Writing into the places they once occupied

Sage CohenFierce writing, Uncategorized16 Comments

A few weekends ago, I drove myself to the beach. No partner. No dog. I walked alone for hours.

As I walked, I photographed the beach, full of emptiness and light. Standing at the thrashing eclipse of continent and ocean, I photographed myself smiling at nothing and no one.

Until my beloved Machi died eight months ago, I had never been dogless in Oregon. Never been to a beach without the amplified joy of my dogs. Never wanted to be.

For more than 30 years, my life rhythms revolved around a progression of eight pets: shopping for supplies, feeding, walking, scooping litter, driving to rehab, cleaning bodily fluids from every surface, sitting, sleeping, and working with an array of bodies draped over my own, and endlessly adoring my rag-tag pack.

--------------------

→ Requirements
1. Rewrite the part of the essay about walking the beach alone, starting at "Writing into the" and ending at "wanted to be.", with "beach" replaced by "shore".
2. Turn the lines of the entries, starting at the line that contains "Find the bird's pink" and ending at the last line of the entries, into a Markdown table with a Num column for the row number and a Content column for the line, leaving out blank lines.
The essay and the entries that come after it have no connection to each other.

--------------------

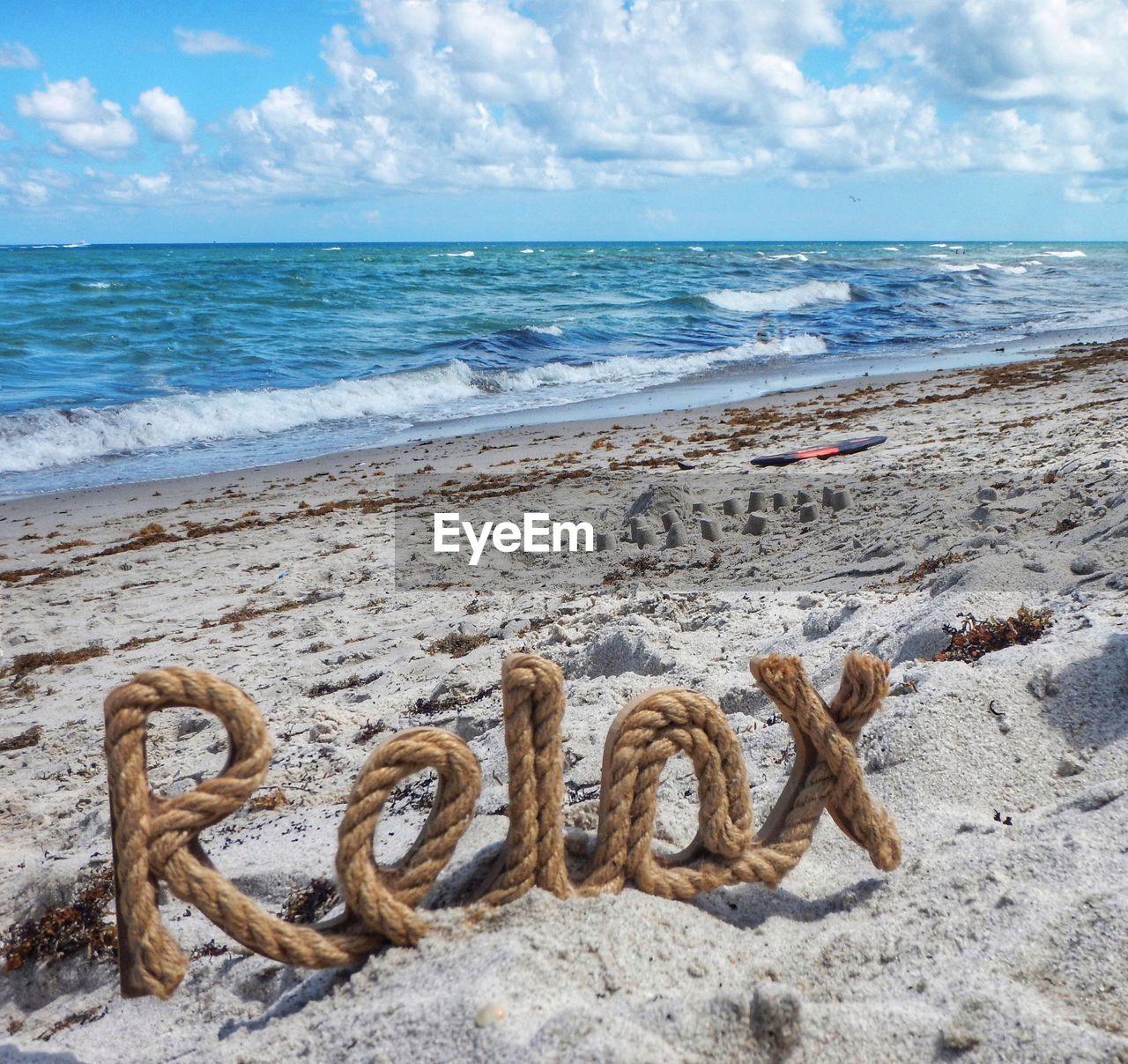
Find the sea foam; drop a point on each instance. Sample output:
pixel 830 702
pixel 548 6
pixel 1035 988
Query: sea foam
pixel 42 438
pixel 805 294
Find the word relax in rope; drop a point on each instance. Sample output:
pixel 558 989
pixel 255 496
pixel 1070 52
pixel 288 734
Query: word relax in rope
pixel 157 838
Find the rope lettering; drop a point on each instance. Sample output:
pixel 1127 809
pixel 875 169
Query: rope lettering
pixel 157 838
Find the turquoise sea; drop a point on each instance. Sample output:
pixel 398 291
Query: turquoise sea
pixel 131 362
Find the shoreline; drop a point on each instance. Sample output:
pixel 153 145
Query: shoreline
pixel 589 418
pixel 998 488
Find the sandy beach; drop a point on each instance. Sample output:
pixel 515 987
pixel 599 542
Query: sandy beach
pixel 1002 935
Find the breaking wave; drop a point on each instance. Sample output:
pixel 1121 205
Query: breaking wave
pixel 37 439
pixel 805 294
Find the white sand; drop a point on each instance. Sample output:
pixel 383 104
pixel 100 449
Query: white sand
pixel 994 941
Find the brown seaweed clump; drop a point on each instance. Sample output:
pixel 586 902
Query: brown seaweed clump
pixel 67 930
pixel 974 637
pixel 306 905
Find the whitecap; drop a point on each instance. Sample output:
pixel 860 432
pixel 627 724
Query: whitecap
pixel 781 299
pixel 43 438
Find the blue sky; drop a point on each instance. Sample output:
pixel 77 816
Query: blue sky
pixel 472 120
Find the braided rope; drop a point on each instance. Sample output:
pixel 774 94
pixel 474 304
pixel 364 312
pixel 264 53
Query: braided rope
pixel 157 838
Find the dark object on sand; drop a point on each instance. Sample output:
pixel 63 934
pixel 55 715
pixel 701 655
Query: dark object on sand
pixel 825 450
pixel 974 637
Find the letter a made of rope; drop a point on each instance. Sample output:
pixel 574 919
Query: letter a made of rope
pixel 157 838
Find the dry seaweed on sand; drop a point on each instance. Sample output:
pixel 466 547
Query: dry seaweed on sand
pixel 68 929
pixel 930 565
pixel 456 644
pixel 31 737
pixel 306 905
pixel 974 637
pixel 39 659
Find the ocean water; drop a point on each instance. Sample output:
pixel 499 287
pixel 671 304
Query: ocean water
pixel 130 362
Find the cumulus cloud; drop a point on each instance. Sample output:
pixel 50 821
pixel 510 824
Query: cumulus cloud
pixel 17 56
pixel 434 95
pixel 212 41
pixel 71 109
pixel 1055 52
pixel 165 116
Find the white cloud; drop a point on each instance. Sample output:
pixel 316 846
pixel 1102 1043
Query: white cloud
pixel 71 109
pixel 136 188
pixel 434 95
pixel 1058 52
pixel 212 41
pixel 165 116
pixel 17 56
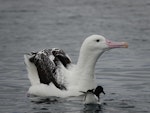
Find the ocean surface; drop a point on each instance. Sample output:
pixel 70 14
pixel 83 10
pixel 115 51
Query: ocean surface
pixel 32 25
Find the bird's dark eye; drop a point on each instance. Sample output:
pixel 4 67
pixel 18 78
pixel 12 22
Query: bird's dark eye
pixel 97 40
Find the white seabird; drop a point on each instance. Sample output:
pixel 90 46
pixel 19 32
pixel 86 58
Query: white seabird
pixel 51 72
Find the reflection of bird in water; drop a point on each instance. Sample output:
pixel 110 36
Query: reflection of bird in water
pixel 92 96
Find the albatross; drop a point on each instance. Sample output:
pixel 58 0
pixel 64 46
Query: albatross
pixel 52 73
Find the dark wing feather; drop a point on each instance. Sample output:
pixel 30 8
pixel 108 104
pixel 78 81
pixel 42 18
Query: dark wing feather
pixel 47 67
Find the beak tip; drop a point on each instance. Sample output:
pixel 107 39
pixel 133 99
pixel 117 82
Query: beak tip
pixel 125 44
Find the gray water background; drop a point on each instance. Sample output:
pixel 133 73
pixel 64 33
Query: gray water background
pixel 32 25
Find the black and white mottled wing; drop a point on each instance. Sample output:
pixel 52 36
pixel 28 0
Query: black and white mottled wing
pixel 47 63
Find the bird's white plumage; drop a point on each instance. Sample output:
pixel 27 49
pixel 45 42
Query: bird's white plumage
pixel 78 77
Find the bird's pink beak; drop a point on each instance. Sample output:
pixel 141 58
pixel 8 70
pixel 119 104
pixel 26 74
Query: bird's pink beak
pixel 112 44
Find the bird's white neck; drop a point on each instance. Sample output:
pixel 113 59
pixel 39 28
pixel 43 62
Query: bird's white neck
pixel 86 63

--------------------

→ Results
1.
Writing into the places they once occupied

Sage CohenFierce writing, Uncategorized16 Comments

A few weekends ago, I drove myself to the shore. No partner. No dog. I walked alone for hours.

As I walked, I photographed the shore, full of emptiness and light. Standing at the thrashing eclipse of continent and ocean, I photographed myself smiling at nothing and no one.

Until my beloved Machi died eight months ago, I had never been dogless in Oregon. Never been to a shore without the amplified joy of my dogs. Never wanted to be.

2.
| Num | Content |
|---|---|
| 1 | Find the bird's pink beak; drop a point on each instance. Sample output: |
| 2 | pixel 141 58 |
| 3 | pixel 8 70 |
| 4 | pixel 119 104 |
| 5 | pixel 26 74 |
| 6 | Query: bird's pink beak |
| 7 | pixel 112 44 |
| 8 | Find the bird's white neck; drop a point on each instance. Sample output: |
| 9 | pixel 113 59 |
| 10 | pixel 39 28 |
| 11 | pixel 43 62 |
| 12 | Query: bird's white neck |
| 13 | pixel 86 63 |